Records START
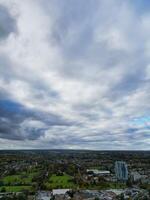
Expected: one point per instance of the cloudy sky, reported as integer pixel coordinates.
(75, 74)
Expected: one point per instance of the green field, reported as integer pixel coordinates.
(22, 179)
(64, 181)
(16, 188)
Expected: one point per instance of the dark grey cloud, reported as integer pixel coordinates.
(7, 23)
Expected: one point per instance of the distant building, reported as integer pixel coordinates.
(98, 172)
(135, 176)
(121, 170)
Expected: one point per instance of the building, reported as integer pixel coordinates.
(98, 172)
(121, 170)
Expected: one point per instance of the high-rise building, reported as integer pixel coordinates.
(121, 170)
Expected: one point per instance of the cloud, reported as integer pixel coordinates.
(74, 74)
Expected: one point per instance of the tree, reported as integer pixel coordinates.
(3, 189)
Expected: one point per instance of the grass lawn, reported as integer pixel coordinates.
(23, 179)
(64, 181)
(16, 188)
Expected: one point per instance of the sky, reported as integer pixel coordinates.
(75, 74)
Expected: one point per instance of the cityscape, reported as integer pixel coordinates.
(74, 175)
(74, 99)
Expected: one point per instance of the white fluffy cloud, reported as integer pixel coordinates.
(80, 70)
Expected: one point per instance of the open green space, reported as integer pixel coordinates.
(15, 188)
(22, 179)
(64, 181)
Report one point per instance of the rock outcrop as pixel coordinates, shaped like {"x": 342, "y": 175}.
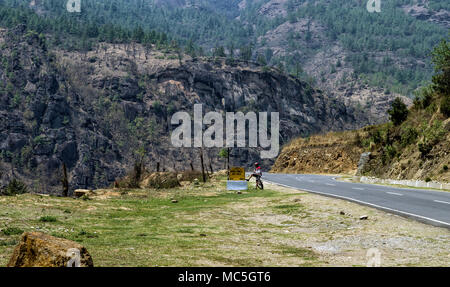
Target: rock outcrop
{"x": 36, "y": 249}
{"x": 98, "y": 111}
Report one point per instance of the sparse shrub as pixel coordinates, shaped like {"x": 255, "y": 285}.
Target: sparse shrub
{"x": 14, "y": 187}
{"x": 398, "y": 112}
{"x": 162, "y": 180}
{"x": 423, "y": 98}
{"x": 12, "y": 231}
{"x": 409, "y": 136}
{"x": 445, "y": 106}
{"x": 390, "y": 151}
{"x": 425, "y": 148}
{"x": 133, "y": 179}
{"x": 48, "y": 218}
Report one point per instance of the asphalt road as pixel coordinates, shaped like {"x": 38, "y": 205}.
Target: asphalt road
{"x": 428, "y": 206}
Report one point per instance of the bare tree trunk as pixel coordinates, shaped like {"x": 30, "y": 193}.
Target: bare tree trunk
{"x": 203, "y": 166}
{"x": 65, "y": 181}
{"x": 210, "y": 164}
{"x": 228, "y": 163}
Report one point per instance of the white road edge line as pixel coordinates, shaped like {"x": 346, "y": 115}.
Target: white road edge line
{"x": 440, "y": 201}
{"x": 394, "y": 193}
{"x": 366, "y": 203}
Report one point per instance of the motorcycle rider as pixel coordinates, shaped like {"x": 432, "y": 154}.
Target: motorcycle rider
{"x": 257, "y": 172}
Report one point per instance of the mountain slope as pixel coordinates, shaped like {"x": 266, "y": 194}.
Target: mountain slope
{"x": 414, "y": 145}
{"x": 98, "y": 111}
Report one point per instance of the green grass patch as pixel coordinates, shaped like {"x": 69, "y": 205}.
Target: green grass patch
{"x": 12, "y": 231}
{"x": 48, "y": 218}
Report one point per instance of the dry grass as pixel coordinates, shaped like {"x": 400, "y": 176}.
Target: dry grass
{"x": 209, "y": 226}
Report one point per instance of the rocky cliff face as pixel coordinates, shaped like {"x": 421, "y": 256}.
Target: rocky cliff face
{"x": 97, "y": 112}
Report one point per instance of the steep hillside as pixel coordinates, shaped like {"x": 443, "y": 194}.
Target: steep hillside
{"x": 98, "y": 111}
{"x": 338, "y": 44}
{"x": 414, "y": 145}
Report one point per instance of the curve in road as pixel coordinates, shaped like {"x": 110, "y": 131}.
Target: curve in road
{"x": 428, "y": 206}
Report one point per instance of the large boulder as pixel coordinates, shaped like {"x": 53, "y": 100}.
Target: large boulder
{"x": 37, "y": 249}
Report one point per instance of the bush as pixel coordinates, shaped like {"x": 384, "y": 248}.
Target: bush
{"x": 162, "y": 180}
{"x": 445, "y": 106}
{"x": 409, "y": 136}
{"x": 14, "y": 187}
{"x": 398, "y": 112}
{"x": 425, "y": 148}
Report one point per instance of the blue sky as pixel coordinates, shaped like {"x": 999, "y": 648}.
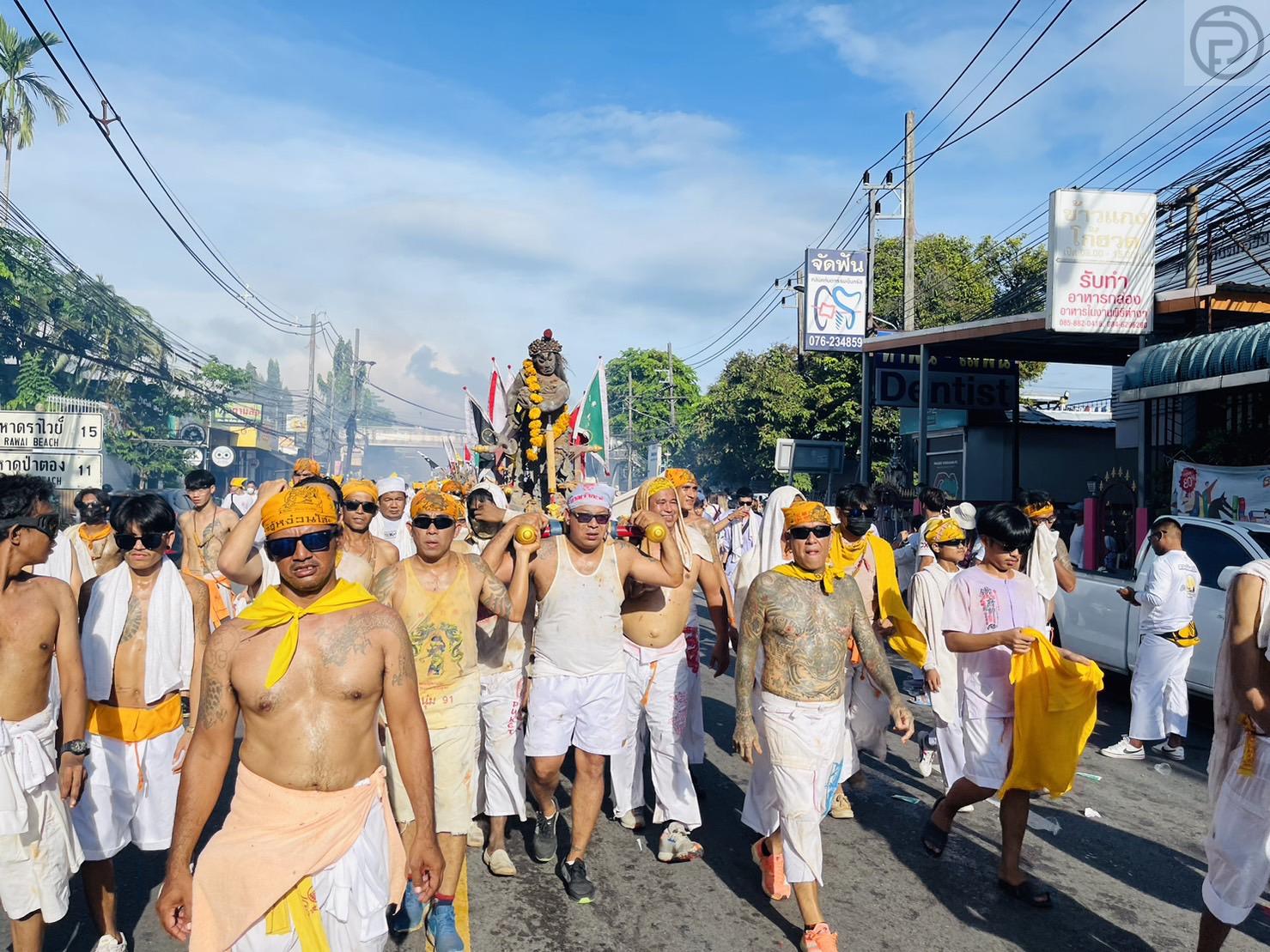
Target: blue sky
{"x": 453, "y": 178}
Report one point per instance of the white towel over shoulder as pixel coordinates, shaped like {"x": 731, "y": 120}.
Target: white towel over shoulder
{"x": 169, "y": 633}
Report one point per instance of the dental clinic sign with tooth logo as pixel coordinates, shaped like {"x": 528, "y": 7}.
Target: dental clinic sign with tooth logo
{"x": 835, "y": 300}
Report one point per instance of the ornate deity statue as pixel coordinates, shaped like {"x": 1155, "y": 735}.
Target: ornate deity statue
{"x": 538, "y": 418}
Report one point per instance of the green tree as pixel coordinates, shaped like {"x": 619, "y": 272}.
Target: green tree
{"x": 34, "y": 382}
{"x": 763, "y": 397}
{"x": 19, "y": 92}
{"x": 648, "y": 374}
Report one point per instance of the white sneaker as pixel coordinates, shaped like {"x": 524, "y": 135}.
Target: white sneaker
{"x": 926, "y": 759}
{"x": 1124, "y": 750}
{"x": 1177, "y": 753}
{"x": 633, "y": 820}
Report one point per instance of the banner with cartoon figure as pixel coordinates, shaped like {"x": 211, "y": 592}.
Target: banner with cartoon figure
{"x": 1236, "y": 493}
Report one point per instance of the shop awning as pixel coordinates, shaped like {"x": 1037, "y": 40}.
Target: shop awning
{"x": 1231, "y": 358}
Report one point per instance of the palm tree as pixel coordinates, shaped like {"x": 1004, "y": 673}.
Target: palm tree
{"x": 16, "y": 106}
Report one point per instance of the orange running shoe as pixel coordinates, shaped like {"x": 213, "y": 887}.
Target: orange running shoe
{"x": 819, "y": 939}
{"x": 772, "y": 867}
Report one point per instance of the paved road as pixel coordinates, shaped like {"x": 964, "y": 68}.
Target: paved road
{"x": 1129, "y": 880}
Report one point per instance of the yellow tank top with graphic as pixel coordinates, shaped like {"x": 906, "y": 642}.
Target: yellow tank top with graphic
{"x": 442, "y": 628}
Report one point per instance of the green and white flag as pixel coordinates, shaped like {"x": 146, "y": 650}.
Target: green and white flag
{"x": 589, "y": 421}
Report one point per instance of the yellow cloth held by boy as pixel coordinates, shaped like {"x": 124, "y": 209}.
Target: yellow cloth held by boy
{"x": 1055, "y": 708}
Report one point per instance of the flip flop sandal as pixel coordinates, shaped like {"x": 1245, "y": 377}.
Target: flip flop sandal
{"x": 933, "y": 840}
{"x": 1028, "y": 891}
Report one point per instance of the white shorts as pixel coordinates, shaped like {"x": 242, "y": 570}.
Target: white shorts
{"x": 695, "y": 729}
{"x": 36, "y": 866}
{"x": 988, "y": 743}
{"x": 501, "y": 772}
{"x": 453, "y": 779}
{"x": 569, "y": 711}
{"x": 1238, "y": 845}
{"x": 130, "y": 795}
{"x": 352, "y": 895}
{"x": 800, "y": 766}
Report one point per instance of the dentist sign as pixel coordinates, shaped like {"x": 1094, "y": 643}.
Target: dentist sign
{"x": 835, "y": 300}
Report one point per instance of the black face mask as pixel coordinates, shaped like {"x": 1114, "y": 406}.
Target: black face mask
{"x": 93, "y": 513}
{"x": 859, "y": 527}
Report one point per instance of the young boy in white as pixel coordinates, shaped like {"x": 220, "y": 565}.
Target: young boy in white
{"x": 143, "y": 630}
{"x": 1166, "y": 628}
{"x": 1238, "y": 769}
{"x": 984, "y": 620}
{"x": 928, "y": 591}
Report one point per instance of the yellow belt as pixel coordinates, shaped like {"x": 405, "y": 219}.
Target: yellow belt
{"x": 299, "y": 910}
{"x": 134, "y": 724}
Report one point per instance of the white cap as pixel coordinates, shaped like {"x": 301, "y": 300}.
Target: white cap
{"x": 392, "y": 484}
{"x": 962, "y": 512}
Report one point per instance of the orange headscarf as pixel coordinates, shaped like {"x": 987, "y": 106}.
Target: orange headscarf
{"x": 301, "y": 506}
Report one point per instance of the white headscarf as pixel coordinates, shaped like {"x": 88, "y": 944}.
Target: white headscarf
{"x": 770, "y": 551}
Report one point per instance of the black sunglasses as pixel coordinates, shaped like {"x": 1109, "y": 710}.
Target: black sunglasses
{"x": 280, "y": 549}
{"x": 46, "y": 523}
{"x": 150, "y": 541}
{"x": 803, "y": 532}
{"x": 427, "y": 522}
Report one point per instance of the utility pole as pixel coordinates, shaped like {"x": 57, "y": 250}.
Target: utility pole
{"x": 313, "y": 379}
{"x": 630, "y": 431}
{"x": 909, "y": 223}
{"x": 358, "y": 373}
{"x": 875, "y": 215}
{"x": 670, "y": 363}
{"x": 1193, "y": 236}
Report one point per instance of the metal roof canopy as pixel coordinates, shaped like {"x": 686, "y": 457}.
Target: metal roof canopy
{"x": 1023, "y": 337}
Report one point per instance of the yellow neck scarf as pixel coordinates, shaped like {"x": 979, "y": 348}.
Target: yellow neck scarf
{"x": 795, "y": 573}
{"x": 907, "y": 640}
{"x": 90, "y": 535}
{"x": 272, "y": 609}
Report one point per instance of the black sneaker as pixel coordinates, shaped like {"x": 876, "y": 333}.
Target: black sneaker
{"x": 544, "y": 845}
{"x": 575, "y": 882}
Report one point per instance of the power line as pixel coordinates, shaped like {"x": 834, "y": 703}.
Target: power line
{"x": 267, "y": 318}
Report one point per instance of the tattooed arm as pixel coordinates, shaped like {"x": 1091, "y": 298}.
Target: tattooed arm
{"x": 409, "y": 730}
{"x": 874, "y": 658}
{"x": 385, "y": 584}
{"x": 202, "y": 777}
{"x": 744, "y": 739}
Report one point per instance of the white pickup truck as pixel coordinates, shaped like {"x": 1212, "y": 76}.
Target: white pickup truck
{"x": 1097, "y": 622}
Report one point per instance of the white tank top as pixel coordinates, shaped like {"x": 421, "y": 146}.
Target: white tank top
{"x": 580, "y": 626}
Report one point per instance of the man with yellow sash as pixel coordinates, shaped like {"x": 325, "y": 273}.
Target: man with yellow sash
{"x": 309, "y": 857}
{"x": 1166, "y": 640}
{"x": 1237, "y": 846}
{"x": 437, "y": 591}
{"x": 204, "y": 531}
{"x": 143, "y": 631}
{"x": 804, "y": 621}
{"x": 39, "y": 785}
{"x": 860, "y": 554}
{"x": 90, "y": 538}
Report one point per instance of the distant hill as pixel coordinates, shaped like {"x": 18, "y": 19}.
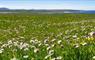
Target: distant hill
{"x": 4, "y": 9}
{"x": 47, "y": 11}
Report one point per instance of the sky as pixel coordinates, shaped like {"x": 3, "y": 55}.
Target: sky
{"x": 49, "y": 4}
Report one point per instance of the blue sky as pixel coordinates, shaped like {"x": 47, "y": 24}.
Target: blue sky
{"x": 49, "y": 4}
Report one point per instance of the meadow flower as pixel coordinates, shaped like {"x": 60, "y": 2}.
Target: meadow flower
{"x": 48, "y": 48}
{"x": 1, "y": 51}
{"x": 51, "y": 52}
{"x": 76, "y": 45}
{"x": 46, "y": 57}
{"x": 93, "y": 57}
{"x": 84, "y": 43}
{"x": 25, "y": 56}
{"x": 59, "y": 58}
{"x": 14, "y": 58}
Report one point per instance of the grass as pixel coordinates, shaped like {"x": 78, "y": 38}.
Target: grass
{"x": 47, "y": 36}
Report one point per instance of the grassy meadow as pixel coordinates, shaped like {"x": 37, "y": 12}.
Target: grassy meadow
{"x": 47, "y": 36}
Records END
--- Task requirements ---
Transcribe each line of the data above, unaltered, from the one where "Report one point per instance of the metal" appears to the one where "Report one point per instance of the yellow neck" appears, inclusive of both.

--- Answer space ---
Report one point per instance of the metal roof canopy as pixel coordinates, shaped like {"x": 686, "y": 457}.
Target: metal roof canopy
{"x": 1023, "y": 337}
Report one point per instance of the yellow neck scarf as pixel coordinates, shaped like {"x": 979, "y": 348}.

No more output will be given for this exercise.